▸ **TASK OBJECTIVE**
Once the line containing "yard above? Mark it with a dot." is found, please set it down along with each following line, exactly, to the end of the material.

▸ **PROVIDED ENTRIES**
━━━━━━━━━━━━━━━━━━━━
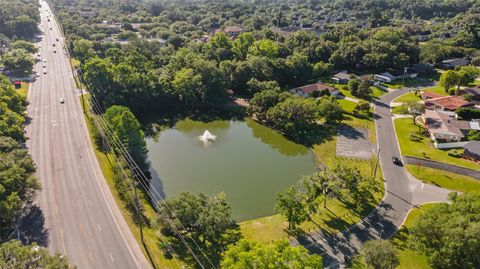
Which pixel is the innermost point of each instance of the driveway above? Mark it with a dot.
(354, 143)
(402, 193)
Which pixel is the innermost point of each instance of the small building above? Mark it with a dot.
(448, 103)
(342, 77)
(474, 92)
(472, 150)
(443, 127)
(308, 90)
(454, 62)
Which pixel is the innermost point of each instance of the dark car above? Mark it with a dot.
(397, 161)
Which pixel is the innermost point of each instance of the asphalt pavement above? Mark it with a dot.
(81, 218)
(402, 193)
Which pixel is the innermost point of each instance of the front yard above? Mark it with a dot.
(424, 148)
(421, 149)
(338, 216)
(412, 97)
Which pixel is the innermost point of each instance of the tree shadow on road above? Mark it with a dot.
(32, 228)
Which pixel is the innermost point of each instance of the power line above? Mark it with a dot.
(143, 181)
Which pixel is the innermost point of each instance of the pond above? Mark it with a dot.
(247, 161)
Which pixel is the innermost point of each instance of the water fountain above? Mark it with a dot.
(207, 137)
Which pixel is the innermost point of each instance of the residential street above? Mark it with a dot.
(81, 218)
(402, 193)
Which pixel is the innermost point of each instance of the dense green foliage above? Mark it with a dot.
(279, 254)
(15, 255)
(449, 233)
(379, 254)
(299, 203)
(18, 18)
(127, 128)
(17, 181)
(208, 220)
(466, 113)
(291, 114)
━━━━━━━━━━━━━━━━━━━━
▸ **SOLUTION TO THE PROBLEM**
Which pixel is the innermost point of each instance of the front yard above? Mark it with a dot.
(424, 148)
(421, 149)
(338, 216)
(412, 97)
Which pixel is the innermost point of each instance of the tree shadow on road above? Mark it with a dot.
(32, 228)
Which pixel is the innermost point of each instance of the power line above? Mark it with a dot.
(143, 181)
Which pixel is the innermost point of each instance of the pond above? Mark it with a dot.
(247, 161)
Which pixel is the innermost point of each instance of the water fountain above? Mark it with a dot.
(207, 137)
Which pixel is the innermost point of each instance of the residential street above? Mark it with a dot.
(81, 218)
(402, 193)
Which pixel is the innermost point of each instance of the dense green foliage above? Mark it with a dot.
(279, 254)
(15, 255)
(449, 233)
(379, 254)
(299, 203)
(18, 18)
(127, 128)
(17, 181)
(208, 220)
(466, 113)
(291, 114)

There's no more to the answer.